### [MATERIAL FOR THE TASK]

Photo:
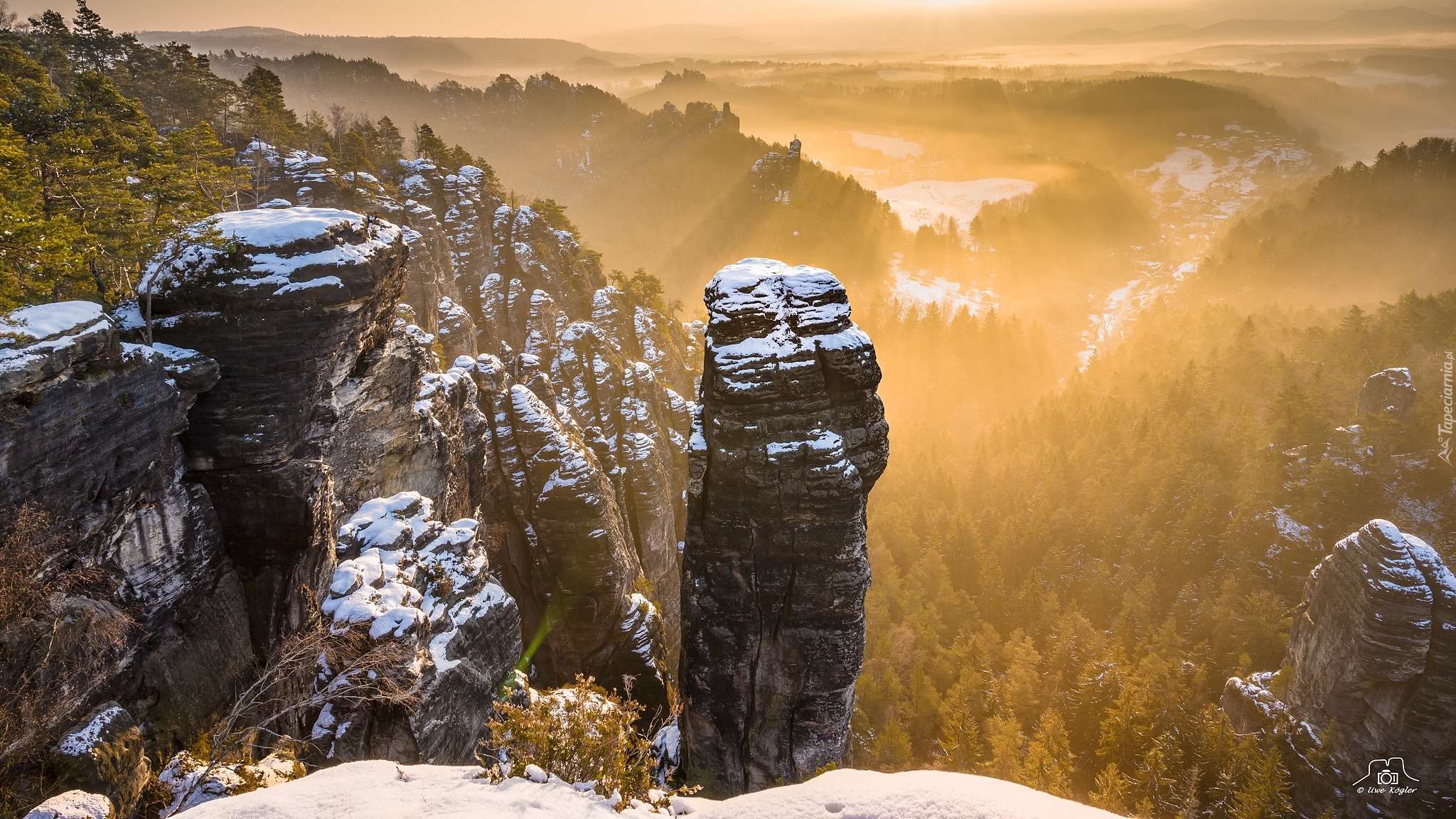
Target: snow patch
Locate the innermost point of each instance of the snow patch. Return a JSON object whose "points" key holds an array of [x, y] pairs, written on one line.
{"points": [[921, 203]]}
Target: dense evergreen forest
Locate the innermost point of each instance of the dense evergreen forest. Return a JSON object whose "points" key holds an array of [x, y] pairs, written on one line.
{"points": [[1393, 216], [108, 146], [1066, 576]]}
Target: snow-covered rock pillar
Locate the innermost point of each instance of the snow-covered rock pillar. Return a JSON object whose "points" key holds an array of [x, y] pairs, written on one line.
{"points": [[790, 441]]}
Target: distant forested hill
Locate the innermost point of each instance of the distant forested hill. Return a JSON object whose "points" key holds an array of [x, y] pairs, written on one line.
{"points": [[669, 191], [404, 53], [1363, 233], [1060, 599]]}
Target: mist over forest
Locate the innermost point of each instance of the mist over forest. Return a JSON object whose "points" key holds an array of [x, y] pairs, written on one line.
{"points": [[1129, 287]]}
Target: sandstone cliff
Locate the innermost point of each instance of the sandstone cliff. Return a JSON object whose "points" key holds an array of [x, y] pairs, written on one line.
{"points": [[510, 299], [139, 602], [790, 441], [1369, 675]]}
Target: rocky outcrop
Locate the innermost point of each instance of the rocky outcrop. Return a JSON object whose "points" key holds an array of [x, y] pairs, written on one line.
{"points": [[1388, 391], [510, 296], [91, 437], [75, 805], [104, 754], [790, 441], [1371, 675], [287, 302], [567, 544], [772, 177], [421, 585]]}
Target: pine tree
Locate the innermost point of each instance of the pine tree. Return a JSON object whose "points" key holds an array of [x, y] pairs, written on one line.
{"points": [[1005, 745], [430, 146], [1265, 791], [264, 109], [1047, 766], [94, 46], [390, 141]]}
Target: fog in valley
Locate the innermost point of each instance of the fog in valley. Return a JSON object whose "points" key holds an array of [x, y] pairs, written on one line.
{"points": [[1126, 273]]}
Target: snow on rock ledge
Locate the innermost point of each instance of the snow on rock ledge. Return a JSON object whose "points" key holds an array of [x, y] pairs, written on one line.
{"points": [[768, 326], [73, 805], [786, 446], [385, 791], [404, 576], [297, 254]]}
==
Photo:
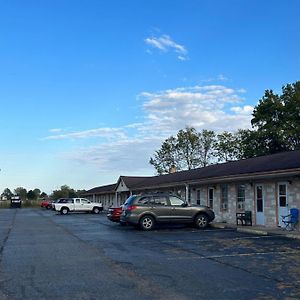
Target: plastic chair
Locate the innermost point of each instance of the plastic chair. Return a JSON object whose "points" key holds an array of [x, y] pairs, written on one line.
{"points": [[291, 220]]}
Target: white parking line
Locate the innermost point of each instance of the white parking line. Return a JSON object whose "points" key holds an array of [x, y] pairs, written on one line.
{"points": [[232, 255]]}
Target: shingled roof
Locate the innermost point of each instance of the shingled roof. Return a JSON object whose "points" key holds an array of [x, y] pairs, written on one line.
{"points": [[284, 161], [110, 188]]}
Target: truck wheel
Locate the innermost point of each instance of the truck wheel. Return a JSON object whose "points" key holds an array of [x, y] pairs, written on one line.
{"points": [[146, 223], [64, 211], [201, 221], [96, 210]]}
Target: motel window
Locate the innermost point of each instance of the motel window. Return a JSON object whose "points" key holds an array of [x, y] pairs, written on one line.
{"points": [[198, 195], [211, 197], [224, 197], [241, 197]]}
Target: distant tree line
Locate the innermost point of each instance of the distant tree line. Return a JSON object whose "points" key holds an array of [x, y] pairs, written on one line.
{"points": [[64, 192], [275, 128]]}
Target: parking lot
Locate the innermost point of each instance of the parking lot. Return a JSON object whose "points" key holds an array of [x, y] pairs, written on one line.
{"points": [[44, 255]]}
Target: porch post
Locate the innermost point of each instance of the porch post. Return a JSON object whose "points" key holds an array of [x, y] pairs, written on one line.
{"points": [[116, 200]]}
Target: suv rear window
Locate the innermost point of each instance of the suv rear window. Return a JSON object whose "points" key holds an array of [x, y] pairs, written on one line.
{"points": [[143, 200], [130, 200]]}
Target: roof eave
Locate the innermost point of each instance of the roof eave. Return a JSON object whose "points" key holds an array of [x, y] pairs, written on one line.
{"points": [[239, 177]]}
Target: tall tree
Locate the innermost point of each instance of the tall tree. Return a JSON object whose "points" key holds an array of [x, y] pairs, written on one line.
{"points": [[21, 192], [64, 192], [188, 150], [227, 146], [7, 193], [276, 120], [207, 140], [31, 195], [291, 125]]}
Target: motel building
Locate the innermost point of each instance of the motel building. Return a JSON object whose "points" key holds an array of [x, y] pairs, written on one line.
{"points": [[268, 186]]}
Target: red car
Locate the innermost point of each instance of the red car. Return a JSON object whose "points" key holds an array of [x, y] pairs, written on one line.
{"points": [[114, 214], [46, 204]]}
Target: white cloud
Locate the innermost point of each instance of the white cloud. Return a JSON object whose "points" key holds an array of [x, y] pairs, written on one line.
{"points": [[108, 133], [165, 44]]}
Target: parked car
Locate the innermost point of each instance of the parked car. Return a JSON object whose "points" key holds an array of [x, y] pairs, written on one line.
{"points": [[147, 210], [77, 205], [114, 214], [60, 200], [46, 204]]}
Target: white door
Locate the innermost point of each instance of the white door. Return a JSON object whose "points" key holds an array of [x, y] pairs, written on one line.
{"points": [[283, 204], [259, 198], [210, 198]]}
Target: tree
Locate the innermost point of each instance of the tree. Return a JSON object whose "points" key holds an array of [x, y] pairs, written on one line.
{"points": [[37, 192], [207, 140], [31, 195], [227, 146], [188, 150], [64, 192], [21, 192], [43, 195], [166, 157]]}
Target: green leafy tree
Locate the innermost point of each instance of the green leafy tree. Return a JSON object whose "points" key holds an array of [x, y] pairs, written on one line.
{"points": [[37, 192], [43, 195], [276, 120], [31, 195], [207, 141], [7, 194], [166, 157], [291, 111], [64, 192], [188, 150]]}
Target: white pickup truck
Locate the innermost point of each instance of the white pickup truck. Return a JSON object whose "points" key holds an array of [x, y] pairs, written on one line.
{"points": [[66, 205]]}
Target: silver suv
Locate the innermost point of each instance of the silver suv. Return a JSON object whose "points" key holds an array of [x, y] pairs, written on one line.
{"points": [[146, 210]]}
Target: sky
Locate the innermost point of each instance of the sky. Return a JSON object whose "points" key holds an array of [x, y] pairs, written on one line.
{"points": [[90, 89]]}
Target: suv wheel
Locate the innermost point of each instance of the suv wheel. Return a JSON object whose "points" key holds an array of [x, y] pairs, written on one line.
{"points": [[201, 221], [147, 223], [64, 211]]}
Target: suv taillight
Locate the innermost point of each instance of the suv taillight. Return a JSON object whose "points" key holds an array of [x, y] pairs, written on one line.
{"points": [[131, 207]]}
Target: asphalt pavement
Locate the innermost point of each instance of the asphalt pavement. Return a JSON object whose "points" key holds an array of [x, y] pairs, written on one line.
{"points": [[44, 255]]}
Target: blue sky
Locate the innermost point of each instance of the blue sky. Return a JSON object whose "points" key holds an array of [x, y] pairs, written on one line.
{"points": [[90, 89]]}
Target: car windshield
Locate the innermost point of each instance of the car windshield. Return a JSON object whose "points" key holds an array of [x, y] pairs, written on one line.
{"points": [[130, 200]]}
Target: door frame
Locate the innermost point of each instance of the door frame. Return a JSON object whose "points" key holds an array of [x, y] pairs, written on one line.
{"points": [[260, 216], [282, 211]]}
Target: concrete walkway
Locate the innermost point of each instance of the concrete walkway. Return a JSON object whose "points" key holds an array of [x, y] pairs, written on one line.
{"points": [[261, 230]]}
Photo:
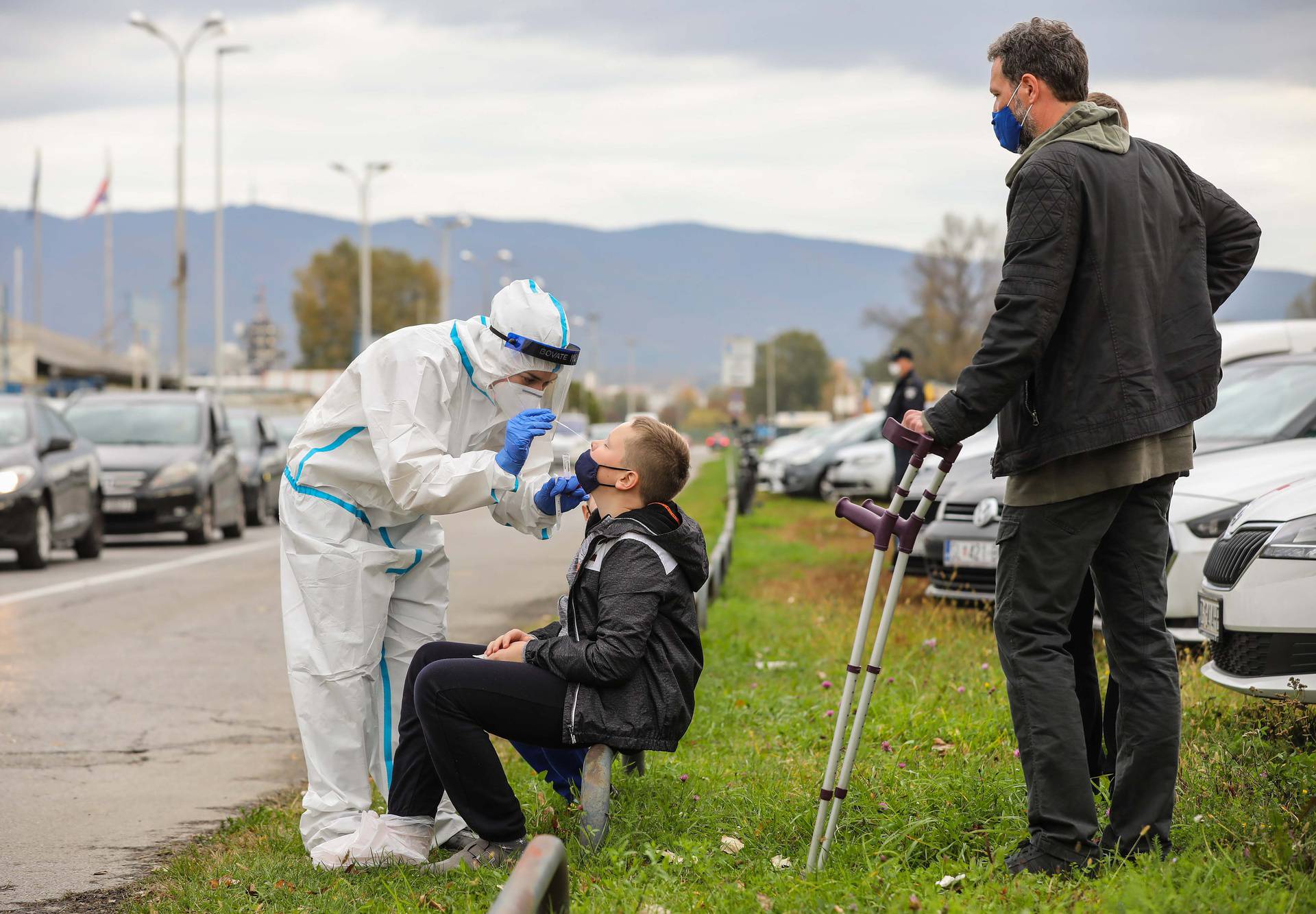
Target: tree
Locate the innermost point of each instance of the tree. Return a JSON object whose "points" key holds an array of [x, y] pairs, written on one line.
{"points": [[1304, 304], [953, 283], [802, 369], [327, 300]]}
--
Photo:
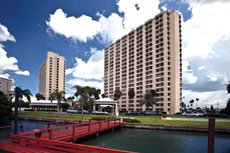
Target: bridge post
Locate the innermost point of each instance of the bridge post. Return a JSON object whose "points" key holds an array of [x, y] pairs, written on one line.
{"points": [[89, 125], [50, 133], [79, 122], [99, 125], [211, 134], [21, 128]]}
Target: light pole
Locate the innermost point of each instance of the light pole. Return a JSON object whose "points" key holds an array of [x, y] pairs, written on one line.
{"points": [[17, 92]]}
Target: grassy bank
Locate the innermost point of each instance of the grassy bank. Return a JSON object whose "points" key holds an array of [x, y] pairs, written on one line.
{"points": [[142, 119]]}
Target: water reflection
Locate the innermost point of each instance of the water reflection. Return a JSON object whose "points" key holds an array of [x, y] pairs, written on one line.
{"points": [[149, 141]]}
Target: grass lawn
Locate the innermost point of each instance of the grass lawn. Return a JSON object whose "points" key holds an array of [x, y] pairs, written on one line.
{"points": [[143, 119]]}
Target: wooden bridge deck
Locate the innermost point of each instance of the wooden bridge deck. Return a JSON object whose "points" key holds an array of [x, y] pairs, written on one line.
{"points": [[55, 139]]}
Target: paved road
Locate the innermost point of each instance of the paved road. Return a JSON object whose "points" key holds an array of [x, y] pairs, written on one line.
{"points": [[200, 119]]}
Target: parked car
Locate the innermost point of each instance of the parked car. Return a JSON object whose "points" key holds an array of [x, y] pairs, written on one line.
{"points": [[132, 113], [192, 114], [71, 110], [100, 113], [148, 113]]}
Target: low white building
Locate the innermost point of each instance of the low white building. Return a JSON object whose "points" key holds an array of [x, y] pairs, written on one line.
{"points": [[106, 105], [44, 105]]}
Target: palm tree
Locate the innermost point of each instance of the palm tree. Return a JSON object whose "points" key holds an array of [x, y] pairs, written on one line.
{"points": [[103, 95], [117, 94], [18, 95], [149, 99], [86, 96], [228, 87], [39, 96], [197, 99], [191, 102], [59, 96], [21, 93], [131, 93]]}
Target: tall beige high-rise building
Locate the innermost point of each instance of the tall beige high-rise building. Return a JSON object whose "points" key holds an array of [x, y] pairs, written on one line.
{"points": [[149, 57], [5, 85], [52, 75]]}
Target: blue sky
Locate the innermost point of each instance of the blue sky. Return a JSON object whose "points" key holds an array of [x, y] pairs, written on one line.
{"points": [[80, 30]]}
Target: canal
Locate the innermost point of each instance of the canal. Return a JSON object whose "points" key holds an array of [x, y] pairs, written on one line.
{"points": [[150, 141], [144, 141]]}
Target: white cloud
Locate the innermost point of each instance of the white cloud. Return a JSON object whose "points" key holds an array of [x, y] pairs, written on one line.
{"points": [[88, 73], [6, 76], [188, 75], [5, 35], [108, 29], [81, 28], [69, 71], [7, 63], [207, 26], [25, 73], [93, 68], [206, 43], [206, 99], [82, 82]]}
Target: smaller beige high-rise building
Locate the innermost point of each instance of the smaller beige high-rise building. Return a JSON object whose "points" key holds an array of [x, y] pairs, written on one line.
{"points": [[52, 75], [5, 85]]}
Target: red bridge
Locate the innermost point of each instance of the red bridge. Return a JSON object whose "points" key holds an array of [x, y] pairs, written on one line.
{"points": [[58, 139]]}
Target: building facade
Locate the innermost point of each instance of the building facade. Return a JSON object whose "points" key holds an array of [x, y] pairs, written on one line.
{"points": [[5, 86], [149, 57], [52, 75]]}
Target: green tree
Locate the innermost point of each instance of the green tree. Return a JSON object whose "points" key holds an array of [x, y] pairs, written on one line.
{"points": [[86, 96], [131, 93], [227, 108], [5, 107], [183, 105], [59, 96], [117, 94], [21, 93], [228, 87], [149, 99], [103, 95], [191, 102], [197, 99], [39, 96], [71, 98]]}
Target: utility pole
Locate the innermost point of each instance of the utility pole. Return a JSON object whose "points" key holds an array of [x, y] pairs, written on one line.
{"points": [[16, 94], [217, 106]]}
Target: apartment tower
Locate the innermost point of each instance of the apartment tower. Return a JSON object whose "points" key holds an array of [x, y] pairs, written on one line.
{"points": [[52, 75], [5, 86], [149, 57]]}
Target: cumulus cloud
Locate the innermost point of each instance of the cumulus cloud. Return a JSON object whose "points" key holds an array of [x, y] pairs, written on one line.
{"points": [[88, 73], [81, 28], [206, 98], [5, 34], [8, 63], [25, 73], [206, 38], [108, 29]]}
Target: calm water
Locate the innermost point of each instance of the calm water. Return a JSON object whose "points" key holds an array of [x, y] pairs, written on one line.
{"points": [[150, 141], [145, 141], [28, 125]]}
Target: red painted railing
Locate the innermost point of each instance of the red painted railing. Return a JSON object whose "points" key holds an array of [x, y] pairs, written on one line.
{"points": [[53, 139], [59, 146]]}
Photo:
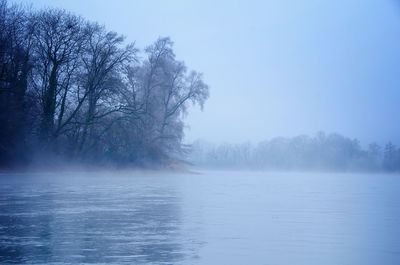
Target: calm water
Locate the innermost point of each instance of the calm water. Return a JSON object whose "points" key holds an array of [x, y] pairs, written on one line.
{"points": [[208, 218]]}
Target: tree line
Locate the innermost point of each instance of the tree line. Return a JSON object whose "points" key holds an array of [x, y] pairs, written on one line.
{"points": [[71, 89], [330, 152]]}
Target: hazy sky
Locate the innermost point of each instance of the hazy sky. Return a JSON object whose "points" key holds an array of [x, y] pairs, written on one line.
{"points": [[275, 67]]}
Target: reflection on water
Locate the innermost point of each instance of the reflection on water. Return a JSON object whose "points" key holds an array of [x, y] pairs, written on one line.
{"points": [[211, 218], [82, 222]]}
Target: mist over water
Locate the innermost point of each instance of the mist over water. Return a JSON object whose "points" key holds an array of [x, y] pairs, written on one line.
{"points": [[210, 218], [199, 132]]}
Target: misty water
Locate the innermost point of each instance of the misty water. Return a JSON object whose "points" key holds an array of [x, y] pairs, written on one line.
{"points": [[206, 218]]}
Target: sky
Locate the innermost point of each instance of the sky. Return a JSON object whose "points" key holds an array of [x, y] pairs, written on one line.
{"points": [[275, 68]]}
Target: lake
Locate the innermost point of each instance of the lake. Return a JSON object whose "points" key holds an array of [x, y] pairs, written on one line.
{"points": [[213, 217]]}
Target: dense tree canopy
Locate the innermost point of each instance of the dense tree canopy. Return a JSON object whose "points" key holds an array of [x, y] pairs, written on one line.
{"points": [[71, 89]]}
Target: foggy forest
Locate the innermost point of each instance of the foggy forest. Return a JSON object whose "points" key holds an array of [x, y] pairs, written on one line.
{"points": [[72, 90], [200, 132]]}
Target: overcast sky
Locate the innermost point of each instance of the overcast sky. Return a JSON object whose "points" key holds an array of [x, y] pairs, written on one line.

### [WHAT TO PRODUCE]
List every line of the items above that contains the string "facade", copying each line in full. Treat the match as case-sensitive.

### [RESULT OF THIS EXERCISE]
Target: building facade
Locate the innermost point of each instance of the building facade. Return a JSON object whose "points" key holds an array of [x, y] pairs, written on one line.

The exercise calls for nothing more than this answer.